> _Problem_
Give the data again in full, with every character unchanged.

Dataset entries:
..............................

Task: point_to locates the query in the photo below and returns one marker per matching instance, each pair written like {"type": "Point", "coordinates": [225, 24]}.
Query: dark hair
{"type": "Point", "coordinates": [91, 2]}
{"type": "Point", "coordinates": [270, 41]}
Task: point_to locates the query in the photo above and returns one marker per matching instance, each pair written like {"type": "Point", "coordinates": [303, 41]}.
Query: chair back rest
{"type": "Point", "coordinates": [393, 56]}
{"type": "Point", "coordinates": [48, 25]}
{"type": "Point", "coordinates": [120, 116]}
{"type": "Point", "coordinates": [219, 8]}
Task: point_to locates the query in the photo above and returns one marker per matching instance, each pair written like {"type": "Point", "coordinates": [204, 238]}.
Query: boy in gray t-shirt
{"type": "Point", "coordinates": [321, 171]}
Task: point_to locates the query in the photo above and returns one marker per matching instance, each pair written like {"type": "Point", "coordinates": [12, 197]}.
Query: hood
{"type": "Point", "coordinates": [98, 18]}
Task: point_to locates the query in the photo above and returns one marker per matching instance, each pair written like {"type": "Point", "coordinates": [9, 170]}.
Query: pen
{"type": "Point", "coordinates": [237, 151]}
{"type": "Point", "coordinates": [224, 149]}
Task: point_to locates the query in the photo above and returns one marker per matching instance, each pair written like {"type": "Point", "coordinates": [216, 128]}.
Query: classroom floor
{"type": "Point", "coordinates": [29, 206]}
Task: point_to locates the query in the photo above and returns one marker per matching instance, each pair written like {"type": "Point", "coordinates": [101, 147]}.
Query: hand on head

..............................

> _Solved problem_
Task: point_to locates the query in the photo below and returns one marker per matching instance, each pair written like {"type": "Point", "coordinates": [225, 24]}.
Query: dark hair
{"type": "Point", "coordinates": [91, 2]}
{"type": "Point", "coordinates": [270, 41]}
Task: point_to locates the query in the photo above and returns one marker per matching instance, each pair written like {"type": "Point", "coordinates": [303, 41]}.
Query: chair back rest
{"type": "Point", "coordinates": [393, 56]}
{"type": "Point", "coordinates": [48, 25]}
{"type": "Point", "coordinates": [120, 116]}
{"type": "Point", "coordinates": [219, 8]}
Task: point_to locates the query in the photo above and returns one marker per matching instance, each pair written like {"type": "Point", "coordinates": [204, 238]}.
Query: boy in gray t-shirt
{"type": "Point", "coordinates": [321, 171]}
Task: point_to locates the query in the photo above and returns one marker per matching instance, each pair written like {"type": "Point", "coordinates": [12, 197]}.
Query: hood
{"type": "Point", "coordinates": [98, 18]}
Task: point_to locates the query in the photo above and returns one marker per matching instance, each pair written like {"type": "Point", "coordinates": [9, 170]}.
Query: pen
{"type": "Point", "coordinates": [237, 151]}
{"type": "Point", "coordinates": [224, 149]}
Task: point_to locates the query in the photo above and returns one marker per matching instance, each pair written like {"type": "Point", "coordinates": [216, 128]}.
Query: classroom floor
{"type": "Point", "coordinates": [29, 206]}
Task: point_to locates the query in the photo above and returns one marker per matching instance, each pair written like {"type": "Point", "coordinates": [101, 147]}.
Query: hand on head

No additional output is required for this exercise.